> Verilen metin:

D. Atıkların Depolanması

Evsel atıklar başta olmak üzere madde de geçen " İnşaat atık ve artıkları", "ihtiyaç fazlası ev eşyası", "kullanılamaz hale gelen motorlu kara veya deniz nakil araçları" gibi maddeler mevzuatımız açısından katı atık olarak telakki edilmektedir Katı atık, üreticisi tarafından atılmak istenen ve toplumun huzuru ile özellikle çevrenin korunması bakımından, düzenli bir şekilde bertaraf edilmesi gereken katı maddeleri içerir dememiz mümkündür [6].

Katı atıkların kendine özgü depolanması ve toplanması gerekmektedir. Zira katı atıklar, sızıntı sularının yeraltına geçmesini engellemekle, barındırdığı kimyasal maddelerin etkisi ile başta yetişen bitkileri ve bağlı olarak gıdaları kirletmekle, sağlığı olumsuz etkilemektedir [7]. Bu sakınca beraberinde bu tip atıkların depolanması ve toplanması hususunda bazı şartları getirmiştir. Katı atıkların, üretici veya taşıyanları tarafından denizlere, göllere ve benzeri alıcı ortamlara, caddelere, ormanlara ve çevrenin olumsuz yönde etkilenmesine sebep olacak yerlere dökülmesi uygun değildir. Bu düzensiz bir depolama olacağı için sakıncalıdır[8]. Konutlarda ve işyerlerinde, evsel veya evsel nitelikle endüstriyel çöpleri çöp toplama aracına vermek üzere kullanılan çöp biriktirme kapları, çeşitli büyüklükte ve her biri standart ölçülerde olmak zorundadır. Çöpü üretenler, bu çöp biriktirme kaplarını, çevrenin sağlığını bozmayacak şekilde kapalı olarak muhafaza etmek ve çöp toplama işlemi sırasında yol üstünde hazır bulundurmak zorundadır. Evsel katı atık ve evsel nitelikli endüstriyel katı atık üreten kişi ve kuruluşlar, katı atıklarını belediyelerin ve mahallin en büyük mülki amirinin istediği şekilde konut, işyeri gibi üretildikleri yerlerde hazır etmekle yükümlüdürler (KAKY m.18) [9]

III. Kabahatin Unsurları

Medenî bir toplumda, meydan, cadde, sokak gibi toplumu oluşturan bütün fertlerin kullanımına ait alanların temiz ve yaşanılır bir halde bulundurulması gerekmektedir, bu açıdan kabahatin tüm zararından etkilenen kamudur.

> Verilen görev A:
Kayıtlarda "lantern" dizesini içeren satırları say ve yalnızca sayıyı ver.
> Verilen görev B:
Katı atıkların depolanmasını ve kabahatin unsurlarını ele alan metni son cümlesinden sonrasıyla sürdür.
Metin ile kayıtlar arasında herhangi bir bağ yoktur.

> Girdi:
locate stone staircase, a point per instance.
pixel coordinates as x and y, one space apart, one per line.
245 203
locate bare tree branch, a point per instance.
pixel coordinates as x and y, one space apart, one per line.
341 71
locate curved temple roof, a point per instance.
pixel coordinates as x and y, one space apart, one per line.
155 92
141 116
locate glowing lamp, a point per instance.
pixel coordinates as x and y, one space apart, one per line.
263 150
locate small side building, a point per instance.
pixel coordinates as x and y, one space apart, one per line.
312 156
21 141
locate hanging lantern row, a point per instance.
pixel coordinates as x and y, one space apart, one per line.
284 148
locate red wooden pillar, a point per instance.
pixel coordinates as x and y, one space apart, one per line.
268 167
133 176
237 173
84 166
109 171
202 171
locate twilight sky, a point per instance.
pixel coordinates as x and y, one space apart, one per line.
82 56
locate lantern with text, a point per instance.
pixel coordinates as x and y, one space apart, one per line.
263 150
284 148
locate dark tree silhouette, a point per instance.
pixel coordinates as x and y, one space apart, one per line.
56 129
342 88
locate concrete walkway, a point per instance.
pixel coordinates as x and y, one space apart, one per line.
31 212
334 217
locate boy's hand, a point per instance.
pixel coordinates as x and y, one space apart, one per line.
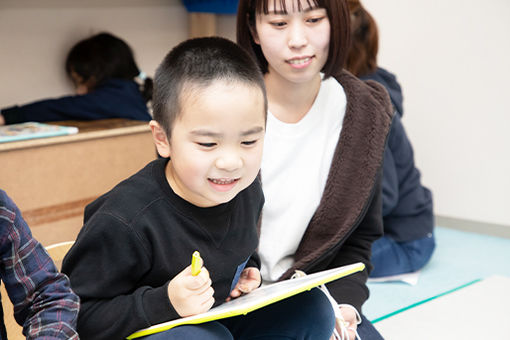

> Yanıt A:
2

> Yanıt B:
Kabahatin faili çevreyi kirletmek için, evsel atık ve artıkları, bunların toplanmasına veya depolanmasına özgü yerler dışına atan, hayvan kesimine tahsis edilen yerler dışında hayvan kesen veya kesilen hayvan atıklarını sokağa veya kamuya ait sair bir alana bırakan, inşaat atık ve artıklarını bunların toplanmasına veya depolanmasına özgü yerler dışına atan kullanılamaz hale gelen veya ihtiyaç fazlası ev eşyasını, motorlu kara veya deniz nakil araçlarını ya da bunların mütemmim cüzlerini sokağa veya kamuya ait sair bir yere bırakan kimsedir. Bu kimsenin tüzel kişi olması da mümkündür.
Madde de fiilin birkaç şekilde işlenmesi yani Kabahatin oluşması için birden fazla eylem tipi öngörülmüştür. Bu hususlara değinmekte fayda vardır:

A. Kabahatin Evsel Atık ve Bireysel Atılması Suretiyle Kirletilmesi (KK m.41/1)

Evsel ve bireysel atık ve artıklar ancak bunların toplanmasına ve depolanmasına özgü yerlere bırakılabilirler. Bu yükümlülük aynı zamanda, bu tür atık ve artıkların toplanacağı ve depolanacağı yerlerin varlığını ve ulaşılabilir olmasını zorunlu kılmaktadır. Böylece bu atıkların atılması gereken yerler dışına, örneğin çöp bidonuna değil de yola atılması bu kabahati oluşturur.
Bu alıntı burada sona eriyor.